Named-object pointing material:
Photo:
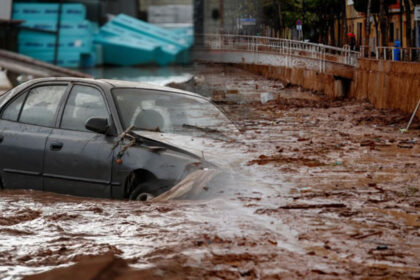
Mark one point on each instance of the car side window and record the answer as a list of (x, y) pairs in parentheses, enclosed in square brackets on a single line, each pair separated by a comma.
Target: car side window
[(11, 113), (83, 103), (41, 105)]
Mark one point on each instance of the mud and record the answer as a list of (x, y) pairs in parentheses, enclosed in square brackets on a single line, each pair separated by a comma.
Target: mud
[(332, 192)]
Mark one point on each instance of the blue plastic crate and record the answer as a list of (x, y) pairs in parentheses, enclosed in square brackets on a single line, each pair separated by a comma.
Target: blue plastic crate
[(30, 40), (65, 59), (125, 51), (38, 11), (150, 30)]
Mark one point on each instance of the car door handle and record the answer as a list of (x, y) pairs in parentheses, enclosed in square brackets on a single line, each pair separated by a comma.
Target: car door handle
[(56, 146)]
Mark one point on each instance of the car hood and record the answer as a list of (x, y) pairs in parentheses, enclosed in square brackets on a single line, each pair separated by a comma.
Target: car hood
[(212, 150)]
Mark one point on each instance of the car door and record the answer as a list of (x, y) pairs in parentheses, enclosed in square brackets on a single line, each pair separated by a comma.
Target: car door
[(78, 161), (26, 122)]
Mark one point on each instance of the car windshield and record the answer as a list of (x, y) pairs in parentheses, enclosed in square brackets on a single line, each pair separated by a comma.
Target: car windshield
[(160, 111), (3, 95)]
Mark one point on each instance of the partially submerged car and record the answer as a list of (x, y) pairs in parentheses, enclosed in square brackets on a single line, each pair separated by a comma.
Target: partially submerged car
[(95, 138)]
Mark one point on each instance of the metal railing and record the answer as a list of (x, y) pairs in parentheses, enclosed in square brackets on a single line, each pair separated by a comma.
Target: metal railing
[(284, 47), (391, 53)]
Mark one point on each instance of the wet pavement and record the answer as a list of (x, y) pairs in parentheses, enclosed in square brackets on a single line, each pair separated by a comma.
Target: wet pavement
[(328, 190)]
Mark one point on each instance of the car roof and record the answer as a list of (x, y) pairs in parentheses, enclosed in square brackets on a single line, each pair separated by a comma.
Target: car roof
[(117, 84), (132, 84)]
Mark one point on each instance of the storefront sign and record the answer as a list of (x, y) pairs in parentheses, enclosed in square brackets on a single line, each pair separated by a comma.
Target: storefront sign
[(417, 13)]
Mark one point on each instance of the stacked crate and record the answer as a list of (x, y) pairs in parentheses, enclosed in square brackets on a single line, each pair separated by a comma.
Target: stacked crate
[(75, 37)]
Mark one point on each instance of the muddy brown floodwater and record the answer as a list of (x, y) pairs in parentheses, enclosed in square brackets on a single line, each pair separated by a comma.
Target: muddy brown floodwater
[(331, 192)]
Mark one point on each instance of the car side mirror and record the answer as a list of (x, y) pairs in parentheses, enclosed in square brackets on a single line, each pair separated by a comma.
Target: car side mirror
[(98, 125)]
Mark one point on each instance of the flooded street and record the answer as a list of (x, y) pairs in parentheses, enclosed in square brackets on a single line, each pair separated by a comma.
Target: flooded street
[(325, 189)]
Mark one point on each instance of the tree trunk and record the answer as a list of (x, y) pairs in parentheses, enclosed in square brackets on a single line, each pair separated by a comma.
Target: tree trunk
[(408, 22), (367, 31)]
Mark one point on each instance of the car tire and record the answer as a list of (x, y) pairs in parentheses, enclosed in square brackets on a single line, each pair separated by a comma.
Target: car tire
[(144, 192)]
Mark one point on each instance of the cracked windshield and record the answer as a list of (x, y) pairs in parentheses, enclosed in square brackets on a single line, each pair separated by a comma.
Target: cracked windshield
[(209, 139)]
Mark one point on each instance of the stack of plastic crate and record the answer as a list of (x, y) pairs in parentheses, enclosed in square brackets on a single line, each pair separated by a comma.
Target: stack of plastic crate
[(75, 34)]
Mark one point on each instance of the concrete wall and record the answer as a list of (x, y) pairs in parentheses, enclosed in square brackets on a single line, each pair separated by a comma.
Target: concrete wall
[(387, 84)]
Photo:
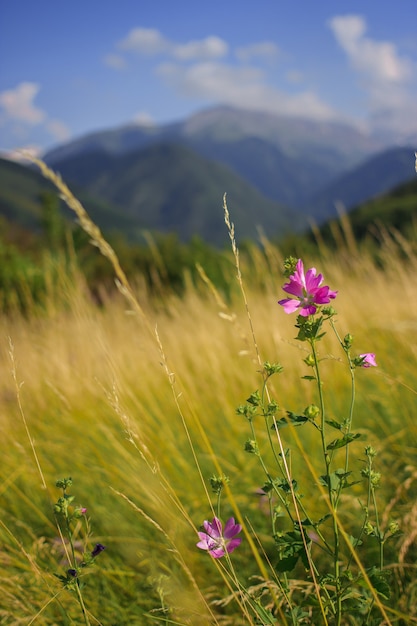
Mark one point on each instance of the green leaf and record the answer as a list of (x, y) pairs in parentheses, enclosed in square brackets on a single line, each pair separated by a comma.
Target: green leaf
[(334, 424), (344, 441), (287, 563), (380, 580), (254, 398), (292, 418)]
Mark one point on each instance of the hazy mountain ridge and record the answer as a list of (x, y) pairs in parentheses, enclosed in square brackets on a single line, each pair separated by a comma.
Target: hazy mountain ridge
[(277, 172), (378, 175), (289, 160)]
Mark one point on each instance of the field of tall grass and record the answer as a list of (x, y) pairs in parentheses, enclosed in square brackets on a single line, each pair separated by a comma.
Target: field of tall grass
[(137, 404)]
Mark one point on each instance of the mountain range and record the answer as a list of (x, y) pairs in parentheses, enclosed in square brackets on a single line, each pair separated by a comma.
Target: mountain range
[(279, 173)]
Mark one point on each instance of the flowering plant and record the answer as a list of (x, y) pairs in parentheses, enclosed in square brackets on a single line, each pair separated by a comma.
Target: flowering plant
[(218, 542), (308, 291), (342, 589)]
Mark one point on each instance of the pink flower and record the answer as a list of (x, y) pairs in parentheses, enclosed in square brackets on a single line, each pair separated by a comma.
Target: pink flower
[(218, 542), (368, 360), (306, 288)]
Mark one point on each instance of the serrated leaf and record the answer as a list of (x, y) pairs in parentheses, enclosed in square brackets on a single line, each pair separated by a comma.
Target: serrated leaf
[(334, 424), (343, 441), (287, 564), (380, 581)]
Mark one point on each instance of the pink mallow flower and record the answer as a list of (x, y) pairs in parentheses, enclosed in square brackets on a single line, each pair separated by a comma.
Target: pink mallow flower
[(368, 360), (218, 542), (307, 290)]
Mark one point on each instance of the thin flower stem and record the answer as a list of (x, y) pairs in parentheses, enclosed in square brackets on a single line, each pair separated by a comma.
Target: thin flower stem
[(327, 461)]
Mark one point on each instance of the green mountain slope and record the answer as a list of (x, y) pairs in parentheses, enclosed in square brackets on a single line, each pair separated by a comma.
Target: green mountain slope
[(170, 187), (377, 175), (286, 158), (396, 209), (21, 188)]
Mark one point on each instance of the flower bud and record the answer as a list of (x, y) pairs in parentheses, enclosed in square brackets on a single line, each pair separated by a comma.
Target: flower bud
[(348, 340), (312, 411), (393, 527), (309, 360), (251, 446)]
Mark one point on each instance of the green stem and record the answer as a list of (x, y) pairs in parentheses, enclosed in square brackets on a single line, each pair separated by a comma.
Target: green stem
[(327, 461)]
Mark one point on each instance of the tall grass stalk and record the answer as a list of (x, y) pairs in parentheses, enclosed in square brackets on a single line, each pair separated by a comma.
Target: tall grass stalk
[(141, 409)]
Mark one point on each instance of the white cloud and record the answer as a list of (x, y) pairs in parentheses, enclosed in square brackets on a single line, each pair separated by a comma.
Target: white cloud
[(208, 48), (148, 41), (241, 86), (386, 77), (21, 115), (377, 59), (151, 42), (58, 130), (18, 104), (263, 50)]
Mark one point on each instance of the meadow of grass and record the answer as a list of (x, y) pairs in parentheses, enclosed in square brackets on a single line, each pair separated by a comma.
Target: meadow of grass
[(138, 406)]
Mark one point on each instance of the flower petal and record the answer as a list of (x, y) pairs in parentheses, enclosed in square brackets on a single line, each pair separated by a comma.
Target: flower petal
[(290, 305), (233, 544), (231, 529)]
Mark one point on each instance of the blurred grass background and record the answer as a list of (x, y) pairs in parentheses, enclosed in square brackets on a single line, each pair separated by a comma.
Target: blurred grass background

### Aim
Rewrite the material from its start through the line holding "[(30, 40), (65, 59), (125, 51), (38, 11), (150, 30)]", inclusive, keeping all wording as it is but scaling every (x, y) coordinate in the answers by 1.05, rounded to whole numbers with halves rounded up. Leave the pictures out.

### Final answer
Photo:
Mark one point on each instance of the car side window and record the answer as a list of (x, y) pairs in parentheses, enclosed in square brackets on a single line, each pair separated by a comma.
Target: car side window
[(12, 119), (87, 108), (43, 110)]
Mark one point on each instance of the mud and record the answer as a list of (x, y) pairs in parentheses, enclosed in square brackets on a single line, each pair separated by a comma.
Target: mud
[(349, 202)]
Mark one point on each instance of the blue plastic crate and record the answer as a list of (x, y) pairs in parentheses, enclosed in square brackets on a single line, each pair separated by a comma.
Target: blue plastic crate
[(32, 42), (68, 62), (131, 54), (40, 12), (158, 32)]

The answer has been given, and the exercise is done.